## Activity
A full, exact copy of the records below is the required answer.

## Material supplied
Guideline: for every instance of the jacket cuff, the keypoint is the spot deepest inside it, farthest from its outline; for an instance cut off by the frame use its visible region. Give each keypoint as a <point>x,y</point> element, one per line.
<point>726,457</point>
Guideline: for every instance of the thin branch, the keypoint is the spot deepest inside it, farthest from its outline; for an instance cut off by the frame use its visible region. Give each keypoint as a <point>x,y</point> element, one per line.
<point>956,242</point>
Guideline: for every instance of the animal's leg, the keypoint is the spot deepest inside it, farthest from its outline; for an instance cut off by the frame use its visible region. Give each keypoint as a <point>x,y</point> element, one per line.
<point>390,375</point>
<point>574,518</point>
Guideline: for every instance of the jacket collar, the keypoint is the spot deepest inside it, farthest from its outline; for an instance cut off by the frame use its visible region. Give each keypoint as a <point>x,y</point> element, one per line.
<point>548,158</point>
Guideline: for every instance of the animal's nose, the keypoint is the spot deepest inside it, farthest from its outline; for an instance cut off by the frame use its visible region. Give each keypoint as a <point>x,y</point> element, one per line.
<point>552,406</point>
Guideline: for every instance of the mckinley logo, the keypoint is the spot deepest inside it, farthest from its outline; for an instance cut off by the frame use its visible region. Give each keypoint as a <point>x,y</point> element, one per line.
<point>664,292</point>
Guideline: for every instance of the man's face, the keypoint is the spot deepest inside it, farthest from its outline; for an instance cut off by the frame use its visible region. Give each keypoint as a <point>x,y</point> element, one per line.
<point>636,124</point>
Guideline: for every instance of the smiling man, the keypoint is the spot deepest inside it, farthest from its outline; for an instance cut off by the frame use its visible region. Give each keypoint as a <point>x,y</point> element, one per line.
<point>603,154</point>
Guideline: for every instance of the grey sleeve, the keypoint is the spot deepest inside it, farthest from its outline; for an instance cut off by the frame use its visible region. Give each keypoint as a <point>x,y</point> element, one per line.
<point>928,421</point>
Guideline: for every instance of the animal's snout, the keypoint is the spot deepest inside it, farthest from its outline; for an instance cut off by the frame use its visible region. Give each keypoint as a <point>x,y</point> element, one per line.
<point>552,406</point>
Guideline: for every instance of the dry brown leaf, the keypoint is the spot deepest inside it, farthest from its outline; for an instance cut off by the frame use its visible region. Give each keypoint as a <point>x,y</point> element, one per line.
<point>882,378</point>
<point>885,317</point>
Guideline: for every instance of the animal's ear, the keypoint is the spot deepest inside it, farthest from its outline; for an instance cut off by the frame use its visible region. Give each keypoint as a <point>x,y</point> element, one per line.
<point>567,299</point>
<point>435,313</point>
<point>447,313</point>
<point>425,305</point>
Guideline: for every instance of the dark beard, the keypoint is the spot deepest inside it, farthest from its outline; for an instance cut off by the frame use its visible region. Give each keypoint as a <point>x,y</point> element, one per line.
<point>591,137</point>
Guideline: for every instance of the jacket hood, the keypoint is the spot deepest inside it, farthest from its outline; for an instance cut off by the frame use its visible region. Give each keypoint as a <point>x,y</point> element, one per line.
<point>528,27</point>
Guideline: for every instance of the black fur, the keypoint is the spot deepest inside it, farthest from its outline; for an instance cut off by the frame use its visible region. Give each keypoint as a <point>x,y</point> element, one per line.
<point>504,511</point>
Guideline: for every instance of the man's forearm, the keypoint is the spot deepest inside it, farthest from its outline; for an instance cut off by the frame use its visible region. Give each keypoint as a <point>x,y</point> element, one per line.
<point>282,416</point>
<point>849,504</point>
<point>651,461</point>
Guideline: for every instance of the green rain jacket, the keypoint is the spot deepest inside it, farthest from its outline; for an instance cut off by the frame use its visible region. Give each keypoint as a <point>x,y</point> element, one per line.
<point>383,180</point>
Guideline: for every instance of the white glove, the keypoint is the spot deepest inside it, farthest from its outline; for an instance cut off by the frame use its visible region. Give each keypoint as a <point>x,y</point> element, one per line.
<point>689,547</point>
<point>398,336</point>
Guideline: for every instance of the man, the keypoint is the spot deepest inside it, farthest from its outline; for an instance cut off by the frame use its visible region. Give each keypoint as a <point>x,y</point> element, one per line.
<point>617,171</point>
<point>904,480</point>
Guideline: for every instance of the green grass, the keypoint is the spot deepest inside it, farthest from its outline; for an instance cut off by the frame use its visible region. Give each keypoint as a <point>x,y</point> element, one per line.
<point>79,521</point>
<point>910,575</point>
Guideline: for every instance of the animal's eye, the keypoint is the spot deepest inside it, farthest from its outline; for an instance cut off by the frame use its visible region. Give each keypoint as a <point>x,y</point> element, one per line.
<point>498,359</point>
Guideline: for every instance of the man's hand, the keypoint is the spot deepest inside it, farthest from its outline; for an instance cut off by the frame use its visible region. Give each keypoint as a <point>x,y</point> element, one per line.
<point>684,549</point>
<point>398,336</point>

## Written answer
Guideline: for every instance of the jacket cuff, the keypoint is the spot deepest inside it, farthest from its outline; for an instance cut off by the frame use its visible region. Give each keypoint as a <point>x,y</point> element, one per line.
<point>726,457</point>
Guideline: for every instance of the thin branch, the keypoint is the spot deepest inside it, farthest from its outline; for an instance cut off by the frame use its visible region. Give each keypoint as a <point>x,y</point> element, one per line.
<point>956,242</point>
Guideline: for every instance of the animal's leg, the keypoint is the spot deepest inside it, farthest from its outline; for an instance cut off by the frame use its visible region. Give each keypoint as a <point>x,y</point> element, one per line.
<point>390,375</point>
<point>574,518</point>
Guideline: for every instance of the jacket collar, the keypoint is the spot deepest inside it, farthest from its outline; for an instance cut off by the frame use its visible region. Give each keypoint as a <point>x,y</point> element, one per line.
<point>548,158</point>
Guideline: for every instance of the animal's nose, the keypoint is the spot deepest inside it, farthest from its outline; for an instance cut off by the frame use its visible region. Give each keypoint as a <point>x,y</point> element, one per line.
<point>552,406</point>
Guideline: for every instance of the mckinley logo, the keypoint is the spot deepest inside it, farthest from its outline; for an instance cut off by the frame use its visible region. Give each keypoint as a <point>x,y</point> element, one per line.
<point>664,292</point>
Guideline: for every instance of the man's face, the keypoint is the spot deepest inside it, farthest from its outline; for an instance cut off by the frame use its visible region. Give each keypoint as a <point>x,y</point> element, one per line.
<point>636,124</point>
Guideline: for every instance of the smiling man, the keypoint is the spot deepest inside it, farthest from its outline; for an instance cut off by the frame use its visible region. Give each keypoint as a <point>x,y</point> element, one per line.
<point>603,154</point>
Guideline: for every instance of the grey sleeve, the keypoint is the spot deepest inside it, farthest from its outline; for an instance cut off by the frame use its visible region. Give each keypoint as a <point>x,y</point> element, one per line.
<point>928,421</point>
Guideline: for every instance of the animal's snout, the keypoint is the spot deepest inside it, farthest from its outline; for an instance cut off by the frame use its visible region. Give each keypoint as a <point>x,y</point> element, one per line.
<point>552,406</point>
Guideline: for every instance of the dry brown leaf, the keypoint is the spot deepest inside it, farthest from its outline; for an instance cut off by the frame use its visible region. Give each keypoint as a <point>x,y</point> element, one per line.
<point>882,378</point>
<point>885,317</point>
Guideline: for every instance of the animal's ear, the keypoint is the spot deepest inside it, farthest from its outline; for an instance cut off by the frame use its visible region. Give each keypoint as a <point>x,y</point> element, one per line.
<point>567,299</point>
<point>435,313</point>
<point>447,313</point>
<point>425,305</point>
Guideline: for every instance of the dark beard, the keypoint is the spot deepest inside it, farthest from its outline; for an instance cut off by the frame use its visible region. Give each keypoint as a <point>x,y</point> element, one per line.
<point>591,137</point>
Guideline: for every instance of the jacket hood, the keypoint is the spot deepest inside it, farthest from its outline; for an instance cut off by the frame use its visible region. Give each keypoint as a <point>x,y</point> element, one per line.
<point>528,27</point>
Guideline: for every instance of the black fur, the keypoint is the spot deepest inside it, farthest from its outline; for an instance cut off by the frame use its visible region. Give each keypoint as a <point>x,y</point> element, one per line.
<point>504,511</point>
Guideline: for every instance of the man's forearm, the keypoint is the spot deepest inside it, farthest from its outline; for an instance cut off by the frame use its visible region. Give each keypoint as a <point>x,y</point> element, one per line.
<point>282,416</point>
<point>849,504</point>
<point>651,461</point>
Guideline: for every instance of the green rain jacket, the keypoint is the spot deepest inside it, farthest from its outline; for an instance cut off by the frame use its visible region. Give each keypoint as a <point>x,y</point> element, one per line.
<point>383,180</point>
Guideline: for every instance of the white glove, the keypoint is the spot deepest inside it, farthest from its outline; for an instance cut off by the frame use its visible region. Give each keypoint as a <point>x,y</point> element, one per line.
<point>689,547</point>
<point>398,336</point>
Guideline: for every instance of the man, the keypoint is the spot deepest inside it, farthest from its outline; for an instance cut off by the frame use its visible region. Give each keypoint as a <point>x,y</point> element, one per line.
<point>617,171</point>
<point>904,480</point>
Guideline: for every instance of the green grass, the keypoint is the spot deepest inside it, farthest from its outline; for an instance cut off by the frame use its visible region. Give each keypoint as a <point>x,y</point> element, one per line.
<point>79,521</point>
<point>910,575</point>
Guideline: for every instance of the animal's eye, the keypoint is the spot deepest inside it, farthest from its outline; for an instance cut off by the frame use its visible region. Give each keypoint as a <point>x,y</point> element, one per line.
<point>498,359</point>
Guideline: for every instance of the man's hand, the keypoint is the spot deepest inside it, farthest from its outline; for an instance cut off by the frame use its visible region. Give each keypoint as a <point>x,y</point> element, one per line.
<point>684,549</point>
<point>398,336</point>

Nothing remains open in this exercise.